Rows for pointing and labeling
========================

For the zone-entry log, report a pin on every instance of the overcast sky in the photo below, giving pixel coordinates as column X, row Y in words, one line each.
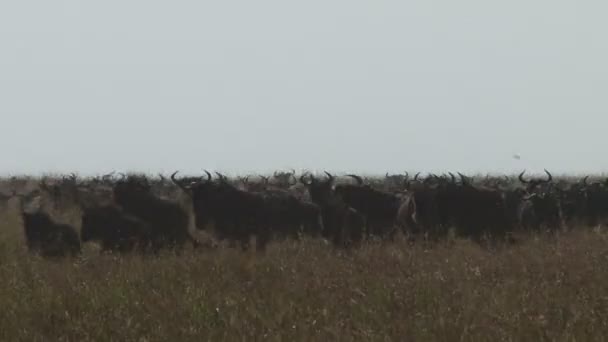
column 365, row 86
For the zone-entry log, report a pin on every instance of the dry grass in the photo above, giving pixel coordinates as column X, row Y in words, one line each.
column 542, row 289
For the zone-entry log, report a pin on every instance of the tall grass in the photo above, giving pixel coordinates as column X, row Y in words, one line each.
column 546, row 288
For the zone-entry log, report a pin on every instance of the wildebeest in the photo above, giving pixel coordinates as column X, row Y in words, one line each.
column 237, row 215
column 115, row 230
column 342, row 225
column 48, row 238
column 379, row 207
column 168, row 221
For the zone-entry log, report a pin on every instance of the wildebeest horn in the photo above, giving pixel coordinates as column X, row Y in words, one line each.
column 521, row 177
column 222, row 177
column 295, row 180
column 303, row 181
column 463, row 178
column 208, row 175
column 178, row 183
column 357, row 178
column 108, row 176
column 550, row 177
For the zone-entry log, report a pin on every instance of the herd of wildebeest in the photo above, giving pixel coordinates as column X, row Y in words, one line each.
column 143, row 214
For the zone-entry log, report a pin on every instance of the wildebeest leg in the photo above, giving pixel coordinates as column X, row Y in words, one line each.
column 244, row 241
column 261, row 242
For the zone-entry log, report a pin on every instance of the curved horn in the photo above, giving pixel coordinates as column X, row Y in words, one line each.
column 550, row 177
column 521, row 177
column 331, row 178
column 303, row 181
column 222, row 177
column 295, row 180
column 463, row 178
column 208, row 175
column 357, row 178
column 108, row 176
column 179, row 184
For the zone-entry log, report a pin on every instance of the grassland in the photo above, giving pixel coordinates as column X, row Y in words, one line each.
column 545, row 288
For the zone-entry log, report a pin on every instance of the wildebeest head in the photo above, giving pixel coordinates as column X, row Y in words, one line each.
column 320, row 190
column 285, row 180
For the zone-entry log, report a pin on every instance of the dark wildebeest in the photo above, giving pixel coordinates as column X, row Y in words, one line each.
column 115, row 230
column 237, row 215
column 342, row 225
column 541, row 206
column 48, row 238
column 168, row 221
column 379, row 208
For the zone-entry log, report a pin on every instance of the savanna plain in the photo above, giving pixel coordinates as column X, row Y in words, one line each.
column 546, row 287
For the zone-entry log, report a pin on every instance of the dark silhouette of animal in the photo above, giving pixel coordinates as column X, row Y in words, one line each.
column 115, row 230
column 342, row 225
column 379, row 207
column 48, row 238
column 167, row 220
column 237, row 215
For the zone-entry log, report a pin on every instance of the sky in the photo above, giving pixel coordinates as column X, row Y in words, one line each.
column 345, row 85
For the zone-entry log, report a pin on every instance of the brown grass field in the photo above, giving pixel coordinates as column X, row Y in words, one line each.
column 544, row 288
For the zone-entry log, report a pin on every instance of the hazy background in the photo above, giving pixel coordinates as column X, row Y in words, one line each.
column 240, row 86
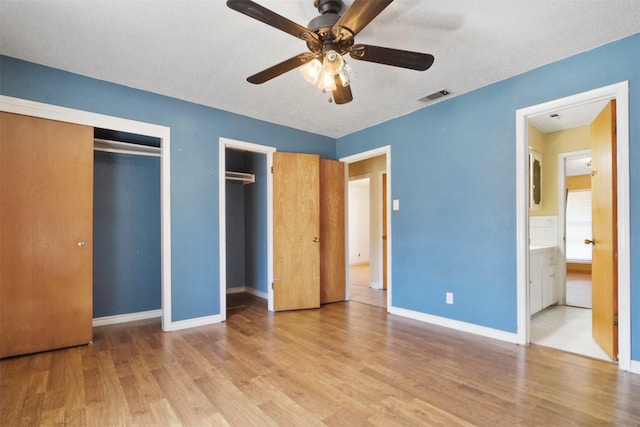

========================

Work instructions:
Write out the rows above word for word, starting at the very first row and stopping after the line that contains "column 545, row 288". Leave the pictures out of what you write.

Reply:
For the zone-entry log, report a pin on every instance of the overcast sky in the photo below, giving pixel coordinates as column X, row Y in words, one line each.
column 365, row 86
For the zone-entry log, report a pin on every instance of the dry grass in the photo above, giving pixel coordinates as column X, row Y in words, one line each.
column 542, row 289
For the zone-entry log, report a pin on every instance of the tall grass in the photo above, giving pixel coordinates as column X, row Y in words, one line each.
column 546, row 288
For the zone-entry log, report a pin on every instance of the wildebeest in the photo above, giving pixel coordinates as column X, row Y in words, one line each.
column 237, row 215
column 115, row 230
column 342, row 225
column 48, row 238
column 379, row 207
column 168, row 221
For the zone-entry log, report a pin on every instance of the wildebeest horn in the photo above, giving pixel coordinates as column X, row Y in words, one line each.
column 521, row 177
column 222, row 177
column 295, row 180
column 303, row 181
column 463, row 178
column 208, row 175
column 178, row 183
column 357, row 178
column 108, row 176
column 550, row 177
For the zone-entry log, report a pin on every instance of the herd of wildebeest in the photo above, giving pixel coordinates as column X, row Y in words, one line each.
column 143, row 214
For the zone-entry log, report a pin on every instance of the wildebeest leg in the photo above, giving pixel coordinates as column X, row Y in words, one line each.
column 244, row 241
column 261, row 242
For the zone-entry log, report a pin on every instance of the curved horn in the photo above, giving pixel coordinates as column X, row Y in words, one line each.
column 550, row 177
column 521, row 177
column 331, row 178
column 303, row 181
column 222, row 177
column 295, row 180
column 463, row 178
column 208, row 175
column 357, row 178
column 108, row 176
column 179, row 184
For the zone-entry log, report a pin on every instance of the grassland in the photo above, giving pixel coordinates as column X, row Y in words, one line each.
column 545, row 288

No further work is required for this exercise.